_Entries shown_:
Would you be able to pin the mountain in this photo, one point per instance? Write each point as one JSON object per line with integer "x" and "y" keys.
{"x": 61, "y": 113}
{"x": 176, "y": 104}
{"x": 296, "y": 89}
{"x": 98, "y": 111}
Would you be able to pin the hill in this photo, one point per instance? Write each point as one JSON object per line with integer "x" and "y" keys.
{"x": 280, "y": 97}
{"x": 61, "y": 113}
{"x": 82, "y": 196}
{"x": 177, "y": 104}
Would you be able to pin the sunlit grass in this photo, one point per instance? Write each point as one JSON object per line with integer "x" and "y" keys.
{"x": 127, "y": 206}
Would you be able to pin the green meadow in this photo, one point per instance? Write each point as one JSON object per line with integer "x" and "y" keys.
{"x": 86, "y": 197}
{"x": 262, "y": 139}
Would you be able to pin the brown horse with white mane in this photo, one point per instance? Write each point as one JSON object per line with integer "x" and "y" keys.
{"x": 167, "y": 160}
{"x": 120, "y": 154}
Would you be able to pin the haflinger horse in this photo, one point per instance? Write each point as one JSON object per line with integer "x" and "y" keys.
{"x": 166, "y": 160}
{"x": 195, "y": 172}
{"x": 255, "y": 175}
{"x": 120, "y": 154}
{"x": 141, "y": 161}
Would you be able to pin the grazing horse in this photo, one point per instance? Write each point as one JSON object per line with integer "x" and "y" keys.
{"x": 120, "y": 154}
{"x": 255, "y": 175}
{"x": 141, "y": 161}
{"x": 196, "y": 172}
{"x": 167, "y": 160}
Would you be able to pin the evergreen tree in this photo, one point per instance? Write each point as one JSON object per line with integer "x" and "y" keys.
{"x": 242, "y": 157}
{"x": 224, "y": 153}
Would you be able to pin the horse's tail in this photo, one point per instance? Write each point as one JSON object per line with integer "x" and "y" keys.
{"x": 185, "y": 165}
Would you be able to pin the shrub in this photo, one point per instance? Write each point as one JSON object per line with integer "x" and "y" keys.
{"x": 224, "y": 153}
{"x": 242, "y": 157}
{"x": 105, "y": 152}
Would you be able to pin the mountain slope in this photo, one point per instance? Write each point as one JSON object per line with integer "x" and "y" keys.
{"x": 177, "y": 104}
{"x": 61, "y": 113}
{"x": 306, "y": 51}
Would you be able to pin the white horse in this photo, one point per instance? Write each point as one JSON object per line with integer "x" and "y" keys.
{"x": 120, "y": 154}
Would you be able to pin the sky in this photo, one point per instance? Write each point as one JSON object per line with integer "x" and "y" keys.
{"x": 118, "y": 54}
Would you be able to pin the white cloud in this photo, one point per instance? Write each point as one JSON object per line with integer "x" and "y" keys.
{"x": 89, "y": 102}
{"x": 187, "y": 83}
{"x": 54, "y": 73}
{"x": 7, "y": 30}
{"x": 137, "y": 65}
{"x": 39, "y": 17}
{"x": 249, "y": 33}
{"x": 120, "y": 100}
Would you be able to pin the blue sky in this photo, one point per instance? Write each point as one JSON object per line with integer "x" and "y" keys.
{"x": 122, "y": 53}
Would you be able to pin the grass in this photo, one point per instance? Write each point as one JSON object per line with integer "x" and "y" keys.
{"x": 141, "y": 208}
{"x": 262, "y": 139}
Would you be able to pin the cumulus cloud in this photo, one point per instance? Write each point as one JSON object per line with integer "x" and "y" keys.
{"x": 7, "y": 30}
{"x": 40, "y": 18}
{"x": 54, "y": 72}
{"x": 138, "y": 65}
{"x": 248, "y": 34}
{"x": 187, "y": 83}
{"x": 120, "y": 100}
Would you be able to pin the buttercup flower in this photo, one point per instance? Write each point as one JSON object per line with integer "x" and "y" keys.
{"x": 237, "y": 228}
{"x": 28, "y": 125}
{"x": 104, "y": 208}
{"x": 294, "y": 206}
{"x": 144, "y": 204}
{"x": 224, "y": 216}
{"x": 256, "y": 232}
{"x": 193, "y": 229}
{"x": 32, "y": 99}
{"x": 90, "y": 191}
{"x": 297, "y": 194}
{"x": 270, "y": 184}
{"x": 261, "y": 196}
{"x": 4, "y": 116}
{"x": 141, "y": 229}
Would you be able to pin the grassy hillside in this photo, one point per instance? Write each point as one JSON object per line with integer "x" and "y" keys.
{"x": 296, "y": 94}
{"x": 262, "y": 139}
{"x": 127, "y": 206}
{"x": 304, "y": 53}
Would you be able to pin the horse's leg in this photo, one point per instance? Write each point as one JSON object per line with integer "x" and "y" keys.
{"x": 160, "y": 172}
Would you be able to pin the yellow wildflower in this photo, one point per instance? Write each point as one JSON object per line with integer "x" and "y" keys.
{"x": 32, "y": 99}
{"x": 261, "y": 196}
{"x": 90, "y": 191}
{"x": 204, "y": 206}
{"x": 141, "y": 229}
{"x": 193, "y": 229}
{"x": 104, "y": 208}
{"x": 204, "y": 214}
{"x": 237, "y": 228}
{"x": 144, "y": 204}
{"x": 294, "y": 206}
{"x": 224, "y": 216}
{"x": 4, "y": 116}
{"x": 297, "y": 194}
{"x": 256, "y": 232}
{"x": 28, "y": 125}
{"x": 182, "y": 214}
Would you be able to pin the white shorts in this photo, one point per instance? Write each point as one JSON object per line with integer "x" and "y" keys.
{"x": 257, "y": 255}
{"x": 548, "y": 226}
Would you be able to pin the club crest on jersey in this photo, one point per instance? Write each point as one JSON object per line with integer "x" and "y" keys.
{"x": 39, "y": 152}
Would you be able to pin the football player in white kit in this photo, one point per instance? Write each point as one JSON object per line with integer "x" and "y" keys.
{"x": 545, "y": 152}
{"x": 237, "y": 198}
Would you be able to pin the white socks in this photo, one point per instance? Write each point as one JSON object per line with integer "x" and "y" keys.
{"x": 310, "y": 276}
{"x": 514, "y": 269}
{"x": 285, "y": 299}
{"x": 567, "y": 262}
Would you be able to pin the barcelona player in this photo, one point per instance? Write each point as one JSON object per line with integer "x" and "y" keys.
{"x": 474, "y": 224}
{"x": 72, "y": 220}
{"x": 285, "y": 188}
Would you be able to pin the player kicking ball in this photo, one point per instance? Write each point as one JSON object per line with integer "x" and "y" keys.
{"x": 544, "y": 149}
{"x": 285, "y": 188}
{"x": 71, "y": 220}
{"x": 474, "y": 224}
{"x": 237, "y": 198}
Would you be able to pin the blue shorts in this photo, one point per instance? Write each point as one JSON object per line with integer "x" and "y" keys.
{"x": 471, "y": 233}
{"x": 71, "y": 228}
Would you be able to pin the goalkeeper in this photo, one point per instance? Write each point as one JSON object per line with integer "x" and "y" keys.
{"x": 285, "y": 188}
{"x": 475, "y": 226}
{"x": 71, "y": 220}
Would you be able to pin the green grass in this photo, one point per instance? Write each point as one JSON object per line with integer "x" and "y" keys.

_Task directions_: All of the lines above must be returned exactly.

_Response below_:
Would you be able to pin the mountain in this photo, one point per instance? Write each point as one JSON object per line with integer "x" and "y" keys.
{"x": 61, "y": 113}
{"x": 176, "y": 104}
{"x": 296, "y": 89}
{"x": 98, "y": 111}
Would you be able to pin the hill in this photo, one point per instance? Write each point as one JSON object per line with integer "x" and "y" keys.
{"x": 280, "y": 97}
{"x": 61, "y": 113}
{"x": 82, "y": 196}
{"x": 177, "y": 104}
Would you be able to pin the sunlit grass in this photo, one point per instance? Write each point as one JSON object per line with integer "x" and "y" keys.
{"x": 127, "y": 206}
Would you be able to pin the green meadow in this photo, one point per instance? Write each point as one JSON object per line with integer "x" and "y" keys.
{"x": 86, "y": 197}
{"x": 262, "y": 139}
Would you be able to pin the brown horse with white mane in this photo, one point per instance? Write each point as one JSON object per line with integer "x" and "y" keys.
{"x": 167, "y": 160}
{"x": 120, "y": 154}
Would you be able to pin the haflinger horse in this photo, one point per instance? Write each point as one JSON object per line with integer "x" and "y" keys.
{"x": 166, "y": 160}
{"x": 195, "y": 172}
{"x": 255, "y": 175}
{"x": 120, "y": 154}
{"x": 141, "y": 161}
Would you be able to pin the grazing horse in this photo, one point per instance? Write each point as one JSON object per line with integer "x" and "y" keys.
{"x": 120, "y": 154}
{"x": 255, "y": 175}
{"x": 141, "y": 161}
{"x": 196, "y": 172}
{"x": 167, "y": 160}
Would you be able to pin the evergreen tree in this photo, one point per instance? Write each point as one JSON object per line with integer "x" and "y" keys.
{"x": 242, "y": 157}
{"x": 224, "y": 153}
Would you be able to pin the horse's tail in this photo, one point per instance? Write each point as one JSON object per line with integer "x" and "y" keys.
{"x": 185, "y": 165}
Would you be able to pin the shrub in this photo, one point per instance? Write each point as one JSON object per line with integer "x" and "y" keys.
{"x": 224, "y": 153}
{"x": 242, "y": 157}
{"x": 105, "y": 152}
Would you be able to pin the mountain slope in this photo, one point per instance? Write each point as one JSON object per line with integer "x" and "y" keys.
{"x": 177, "y": 104}
{"x": 61, "y": 113}
{"x": 306, "y": 51}
Would you be able to pin the white horse in this photo, one point per instance? Write each point as one JSON object per line with integer "x" and "y" keys.
{"x": 120, "y": 154}
Would you be able to pin the sky in this photo, one point per instance? Write each point as one JSON object per line with integer "x" and "y" keys.
{"x": 118, "y": 54}
Would you be able to pin the white cloud in this photo, one point per instance? Write each point as one JSON object per line with integer "x" and "y" keys.
{"x": 89, "y": 102}
{"x": 187, "y": 83}
{"x": 54, "y": 73}
{"x": 7, "y": 30}
{"x": 137, "y": 65}
{"x": 39, "y": 17}
{"x": 249, "y": 33}
{"x": 120, "y": 100}
Would you be able to pin the blue sky in this photo, one point per instance? Write each point as one JSON object per line with integer "x" and "y" keys.
{"x": 122, "y": 53}
Would you be able to pin the grass in this photo, one point per instance? Write each point as one JSON object per line with integer "x" and "y" keys.
{"x": 141, "y": 208}
{"x": 262, "y": 139}
Would you be able to pin the cumulus cloud in this photo, one point per instance? Write each point as one JSON object per line with integer "x" and "y" keys.
{"x": 7, "y": 30}
{"x": 40, "y": 18}
{"x": 54, "y": 72}
{"x": 138, "y": 65}
{"x": 248, "y": 34}
{"x": 187, "y": 83}
{"x": 120, "y": 100}
Would you be able to pin the buttercup flower in this photo, one point per instance? Write each point as one JSON object per line with integer "x" and "y" keys.
{"x": 237, "y": 228}
{"x": 28, "y": 125}
{"x": 104, "y": 208}
{"x": 294, "y": 206}
{"x": 144, "y": 204}
{"x": 224, "y": 216}
{"x": 256, "y": 232}
{"x": 193, "y": 229}
{"x": 32, "y": 99}
{"x": 90, "y": 191}
{"x": 297, "y": 194}
{"x": 270, "y": 184}
{"x": 261, "y": 196}
{"x": 4, "y": 116}
{"x": 141, "y": 229}
Would you be able to pin the grassy hillside in this photo, one point per instance? Write each point as one JSON object per line with integer "x" and "y" keys.
{"x": 296, "y": 94}
{"x": 262, "y": 139}
{"x": 127, "y": 206}
{"x": 304, "y": 53}
Would you be able to pin the horse's leg in this photo, one point per instance? Write each point as one JSON object per line with integer "x" and "y" keys.
{"x": 160, "y": 172}
Would you be able to pin the yellow wildflower in this photo, one point per instance? Write each point as one JSON object per line with integer "x" and "y" keys.
{"x": 32, "y": 99}
{"x": 261, "y": 196}
{"x": 90, "y": 191}
{"x": 204, "y": 206}
{"x": 141, "y": 229}
{"x": 193, "y": 229}
{"x": 104, "y": 208}
{"x": 204, "y": 214}
{"x": 237, "y": 228}
{"x": 144, "y": 204}
{"x": 294, "y": 206}
{"x": 224, "y": 216}
{"x": 4, "y": 116}
{"x": 297, "y": 194}
{"x": 256, "y": 232}
{"x": 28, "y": 125}
{"x": 182, "y": 214}
Would you be able to pin the white shorts in this photo, one point per instance? Write each point as one JSON object per line with integer "x" and "y" keys.
{"x": 257, "y": 255}
{"x": 548, "y": 226}
Would you be able to pin the club crest on jersey in this photo, one point per instance? Write each point as one JSON object per line with integer "x" and "y" keys.
{"x": 39, "y": 152}
Would you be able to pin the football player in white kit in this photo, one point per instance? Write each point as one JSON object per line with integer "x" and "y" keys.
{"x": 545, "y": 152}
{"x": 237, "y": 198}
Would you be able to pin the white socks in this photo, one point per instance? Write each point as one JSON object per line with integer "x" and "y" keys.
{"x": 310, "y": 276}
{"x": 514, "y": 269}
{"x": 285, "y": 299}
{"x": 567, "y": 262}
Would you be able to pin the barcelona player in this photo, one point per instance? Write each point as one JSON object per line with integer "x" and "y" keys.
{"x": 474, "y": 224}
{"x": 72, "y": 220}
{"x": 285, "y": 188}
Would you be able to pin the player kicking ball in this photo, one point per instance? Write each point as one JSON object per line with integer "x" and "y" keys.
{"x": 544, "y": 149}
{"x": 285, "y": 188}
{"x": 71, "y": 220}
{"x": 474, "y": 224}
{"x": 237, "y": 198}
Would you be able to pin the blue shorts in this photo, one point per instance? Write each point as one JSON object per line with integer "x" and "y" keys.
{"x": 471, "y": 233}
{"x": 71, "y": 228}
Would you be able to pin the goalkeeper in this photo, one point per instance? Write each point as one JSON object per line with integer "x" and "y" keys.
{"x": 285, "y": 188}
{"x": 475, "y": 226}
{"x": 71, "y": 220}
Would you be able to pin the green grass in this photo, one point per instance? Write each point as one JSON object per line with integer "x" and "y" keys.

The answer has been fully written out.